(Stored items)

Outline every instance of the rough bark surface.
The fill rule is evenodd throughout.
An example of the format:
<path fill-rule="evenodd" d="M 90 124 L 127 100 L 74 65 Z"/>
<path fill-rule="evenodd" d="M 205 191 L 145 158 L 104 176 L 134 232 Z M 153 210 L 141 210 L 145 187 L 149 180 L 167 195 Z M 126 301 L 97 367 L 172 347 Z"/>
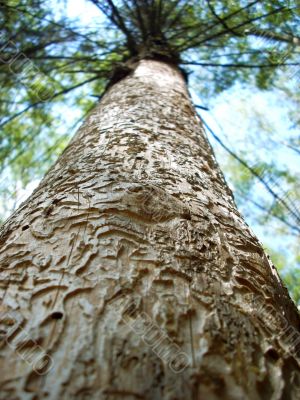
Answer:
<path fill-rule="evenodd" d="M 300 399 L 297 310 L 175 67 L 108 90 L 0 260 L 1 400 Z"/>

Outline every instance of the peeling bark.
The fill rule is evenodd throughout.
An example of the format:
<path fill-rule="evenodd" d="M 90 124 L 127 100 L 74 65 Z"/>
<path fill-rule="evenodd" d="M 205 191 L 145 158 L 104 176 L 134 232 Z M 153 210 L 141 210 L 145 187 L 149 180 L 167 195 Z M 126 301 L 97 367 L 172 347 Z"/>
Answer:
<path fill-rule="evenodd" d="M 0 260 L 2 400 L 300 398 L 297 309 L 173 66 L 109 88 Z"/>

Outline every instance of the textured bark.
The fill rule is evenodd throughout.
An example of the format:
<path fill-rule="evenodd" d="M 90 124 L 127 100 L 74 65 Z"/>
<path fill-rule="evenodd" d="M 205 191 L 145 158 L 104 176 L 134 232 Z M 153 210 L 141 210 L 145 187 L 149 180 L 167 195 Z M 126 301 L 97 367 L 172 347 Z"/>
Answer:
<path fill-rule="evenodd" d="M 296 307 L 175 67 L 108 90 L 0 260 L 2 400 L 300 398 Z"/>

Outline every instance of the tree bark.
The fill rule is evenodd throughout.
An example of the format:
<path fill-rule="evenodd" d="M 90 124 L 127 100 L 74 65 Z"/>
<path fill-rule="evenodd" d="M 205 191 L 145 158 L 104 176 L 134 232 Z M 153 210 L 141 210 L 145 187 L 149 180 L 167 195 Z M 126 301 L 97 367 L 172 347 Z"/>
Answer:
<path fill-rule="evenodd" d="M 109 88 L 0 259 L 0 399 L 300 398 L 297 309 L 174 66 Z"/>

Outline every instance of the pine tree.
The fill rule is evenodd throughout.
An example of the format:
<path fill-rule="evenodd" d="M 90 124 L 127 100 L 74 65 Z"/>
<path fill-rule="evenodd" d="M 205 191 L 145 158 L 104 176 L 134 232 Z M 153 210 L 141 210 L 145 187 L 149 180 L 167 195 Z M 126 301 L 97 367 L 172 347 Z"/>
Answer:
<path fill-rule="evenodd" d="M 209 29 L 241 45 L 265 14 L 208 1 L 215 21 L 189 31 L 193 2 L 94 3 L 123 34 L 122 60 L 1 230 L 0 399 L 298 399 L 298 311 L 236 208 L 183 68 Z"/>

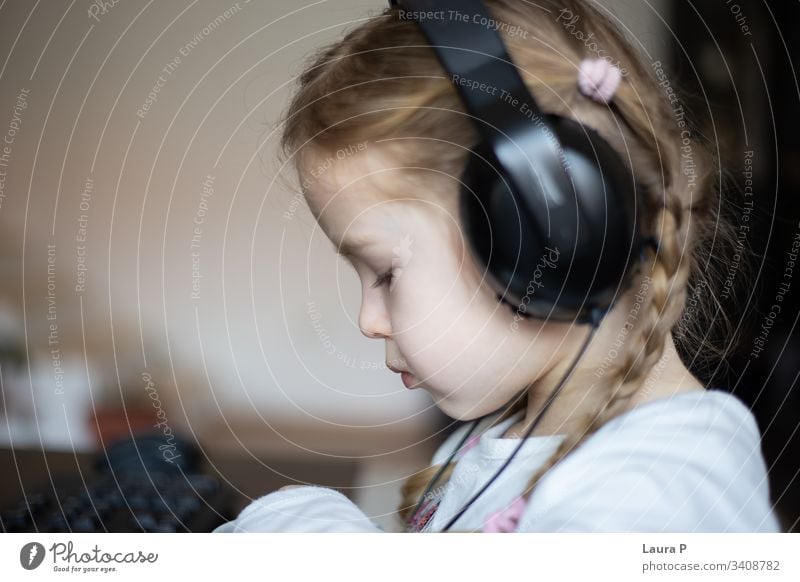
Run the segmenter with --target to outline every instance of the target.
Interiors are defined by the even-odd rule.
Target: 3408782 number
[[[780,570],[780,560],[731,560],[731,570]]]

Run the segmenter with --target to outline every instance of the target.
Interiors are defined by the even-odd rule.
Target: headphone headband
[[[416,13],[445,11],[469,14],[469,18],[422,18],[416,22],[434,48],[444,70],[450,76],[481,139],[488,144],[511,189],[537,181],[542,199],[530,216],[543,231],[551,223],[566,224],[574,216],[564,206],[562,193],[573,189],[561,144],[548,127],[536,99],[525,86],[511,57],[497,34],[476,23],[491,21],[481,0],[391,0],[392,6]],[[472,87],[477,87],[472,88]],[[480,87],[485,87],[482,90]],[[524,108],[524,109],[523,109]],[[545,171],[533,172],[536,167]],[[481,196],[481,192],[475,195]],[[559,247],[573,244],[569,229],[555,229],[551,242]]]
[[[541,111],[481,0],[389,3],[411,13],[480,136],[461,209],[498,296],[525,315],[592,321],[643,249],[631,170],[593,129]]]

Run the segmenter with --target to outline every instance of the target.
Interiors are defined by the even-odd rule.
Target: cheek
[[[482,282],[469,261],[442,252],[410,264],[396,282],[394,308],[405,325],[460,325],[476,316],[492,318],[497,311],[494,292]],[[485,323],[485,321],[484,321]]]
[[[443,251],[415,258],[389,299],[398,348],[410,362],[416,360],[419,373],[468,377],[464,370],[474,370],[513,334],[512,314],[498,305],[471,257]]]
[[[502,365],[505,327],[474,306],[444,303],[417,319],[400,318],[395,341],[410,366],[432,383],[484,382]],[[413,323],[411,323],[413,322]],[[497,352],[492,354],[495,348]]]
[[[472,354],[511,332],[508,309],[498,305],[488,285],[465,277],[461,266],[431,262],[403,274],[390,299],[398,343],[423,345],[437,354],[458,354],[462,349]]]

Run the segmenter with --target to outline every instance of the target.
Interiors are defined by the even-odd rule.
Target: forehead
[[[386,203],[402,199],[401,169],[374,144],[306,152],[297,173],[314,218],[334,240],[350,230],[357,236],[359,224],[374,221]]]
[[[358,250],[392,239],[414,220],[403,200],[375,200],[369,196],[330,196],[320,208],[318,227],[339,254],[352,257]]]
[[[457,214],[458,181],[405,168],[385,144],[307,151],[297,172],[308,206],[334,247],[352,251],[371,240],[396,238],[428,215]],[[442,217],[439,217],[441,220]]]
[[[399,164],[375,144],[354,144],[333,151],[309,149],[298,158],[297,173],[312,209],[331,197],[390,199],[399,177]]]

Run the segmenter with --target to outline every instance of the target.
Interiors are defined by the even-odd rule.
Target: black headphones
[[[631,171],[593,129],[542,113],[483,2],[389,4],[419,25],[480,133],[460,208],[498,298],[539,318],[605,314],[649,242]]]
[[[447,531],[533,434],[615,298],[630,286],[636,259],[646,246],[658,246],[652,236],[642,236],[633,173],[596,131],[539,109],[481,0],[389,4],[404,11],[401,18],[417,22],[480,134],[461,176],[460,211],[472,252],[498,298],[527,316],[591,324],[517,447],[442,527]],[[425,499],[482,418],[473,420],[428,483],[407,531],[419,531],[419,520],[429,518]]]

ABOUT THIS TASK: Each entry above is to be written out exactly. The pictures stay out.

COMPLETED TASK:
Outline every instance of the rough bark surface.
The fill rule is evenodd throughout.
An example of the format:
<path fill-rule="evenodd" d="M 90 124 L 127 100 L 74 65 Z"/>
<path fill-rule="evenodd" d="M 205 191 L 145 158 L 104 176 L 134 232 Z M 153 210 L 141 210 L 145 187 L 149 180 L 167 195 Z M 126 301 L 97 367 L 172 347 Z"/>
Answer:
<path fill-rule="evenodd" d="M 300 399 L 297 310 L 175 67 L 108 90 L 0 260 L 1 400 Z"/>

Outline every instance of the peeling bark.
The fill rule is evenodd throughout.
An example of the format:
<path fill-rule="evenodd" d="M 90 124 L 127 100 L 74 65 Z"/>
<path fill-rule="evenodd" d="M 205 191 L 145 158 L 104 176 L 134 232 Z M 153 210 L 141 210 L 145 187 L 149 180 L 167 195 Z M 126 301 L 97 367 L 172 347 Z"/>
Answer:
<path fill-rule="evenodd" d="M 0 260 L 2 400 L 300 398 L 297 309 L 173 66 L 109 88 Z"/>

Outline every instance of the textured bark.
The fill rule is evenodd throughout.
An example of the format:
<path fill-rule="evenodd" d="M 90 124 L 127 100 L 74 65 Z"/>
<path fill-rule="evenodd" d="M 205 191 L 145 158 L 104 176 L 134 232 Z M 153 210 L 141 210 L 145 187 L 149 180 L 167 195 Z M 126 301 L 97 367 L 172 347 Z"/>
Answer:
<path fill-rule="evenodd" d="M 296 307 L 175 67 L 108 90 L 0 260 L 2 400 L 300 398 Z"/>

Outline every instance of the tree bark.
The fill rule is evenodd throughout.
An example of the format:
<path fill-rule="evenodd" d="M 90 124 L 127 100 L 74 65 Z"/>
<path fill-rule="evenodd" d="M 205 191 L 145 158 L 104 176 L 134 232 Z M 153 210 L 141 210 L 145 187 L 149 180 L 167 195 Z M 126 301 L 97 367 L 172 347 Z"/>
Answer:
<path fill-rule="evenodd" d="M 109 88 L 0 259 L 0 399 L 300 398 L 297 309 L 174 66 Z"/>

Outline every instance of the pine tree.
The fill rule is evenodd throughout.
An example of the format:
<path fill-rule="evenodd" d="M 90 124 L 127 100 L 74 65 Z"/>
<path fill-rule="evenodd" d="M 205 191 L 145 158 L 104 176 L 134 232 Z M 153 210 L 141 210 L 145 187 L 149 180 L 167 195 Z M 126 301 L 97 367 L 172 347 Z"/>
Answer:
<path fill-rule="evenodd" d="M 209 29 L 241 45 L 265 14 L 208 1 L 215 21 L 189 31 L 193 2 L 94 3 L 123 34 L 122 60 L 1 230 L 0 399 L 298 399 L 298 311 L 236 208 L 183 68 Z"/>

Run the segmenter with --target to outline every instance of the target.
Interiors are defined by the even-odd rule.
Target: 3408782 number
[[[780,570],[780,560],[731,560],[731,570]]]

Run the segmenter with --target to outline every instance of the target.
Interiors are defined by the even-odd rule.
Target: headphone headband
[[[416,13],[445,11],[469,14],[469,18],[422,18],[416,22],[434,48],[444,70],[450,76],[481,139],[488,144],[511,189],[537,181],[542,199],[530,216],[543,231],[551,223],[566,224],[574,216],[564,206],[562,193],[573,189],[561,144],[548,127],[536,99],[525,86],[511,57],[497,34],[476,23],[491,21],[481,0],[391,0],[392,6]],[[472,87],[477,87],[472,88]],[[480,87],[485,87],[482,90]],[[524,108],[524,109],[523,109]],[[545,171],[533,172],[536,167]],[[481,196],[481,192],[475,195]],[[559,247],[573,244],[569,229],[555,229],[551,242]]]
[[[541,111],[481,0],[389,3],[411,13],[480,136],[461,209],[498,296],[525,315],[592,321],[643,249],[631,170],[593,129]]]

Run the segmenter with --target to outline every instance of the target.
Interiors are defined by the even-odd rule.
Target: cheek
[[[482,282],[469,261],[442,252],[410,264],[396,282],[394,308],[405,325],[460,325],[476,316],[492,318],[497,311],[494,292]],[[485,323],[485,321],[484,321]]]
[[[443,251],[415,258],[389,299],[398,348],[410,362],[416,360],[419,373],[468,377],[464,370],[474,370],[513,334],[512,314],[498,305],[471,257]]]
[[[502,365],[505,327],[474,306],[444,303],[417,319],[400,318],[395,341],[410,366],[432,383],[484,382]],[[413,323],[411,323],[413,322]],[[497,352],[492,354],[495,348]]]
[[[472,354],[511,332],[508,309],[498,305],[488,285],[465,277],[461,266],[431,262],[403,274],[390,299],[398,343],[423,345],[437,354],[458,354],[462,349]]]

Run the segmenter with --target to outline every instance of the target.
Interiors are defined by the even-odd rule.
Target: forehead
[[[386,203],[402,199],[401,169],[374,144],[306,152],[297,173],[314,218],[334,240],[350,230],[357,236],[359,224],[374,221]]]
[[[358,250],[392,239],[414,220],[403,200],[375,200],[369,196],[330,196],[320,208],[318,227],[339,254],[352,257]]]
[[[457,214],[458,181],[405,168],[385,144],[307,151],[297,172],[308,206],[334,247],[352,251],[371,240],[396,238],[428,215]],[[442,217],[439,217],[441,220]]]
[[[399,164],[375,144],[354,144],[333,151],[309,149],[298,158],[297,173],[312,209],[331,197],[390,199],[399,177]]]

Run the segmenter with --target to outline every instance of the target.
Interiors are defined by the even-odd rule.
Target: black headphones
[[[631,171],[593,129],[542,113],[483,2],[389,4],[419,25],[480,133],[460,208],[498,298],[539,318],[605,314],[649,242]]]
[[[447,531],[533,434],[615,298],[630,286],[636,259],[646,246],[658,246],[652,236],[642,236],[633,173],[596,131],[539,109],[481,0],[389,4],[404,11],[401,18],[417,22],[480,134],[461,176],[460,211],[472,252],[498,298],[527,316],[591,324],[517,447],[442,527]],[[425,499],[482,418],[473,420],[428,483],[407,531],[419,531],[419,520],[429,518]]]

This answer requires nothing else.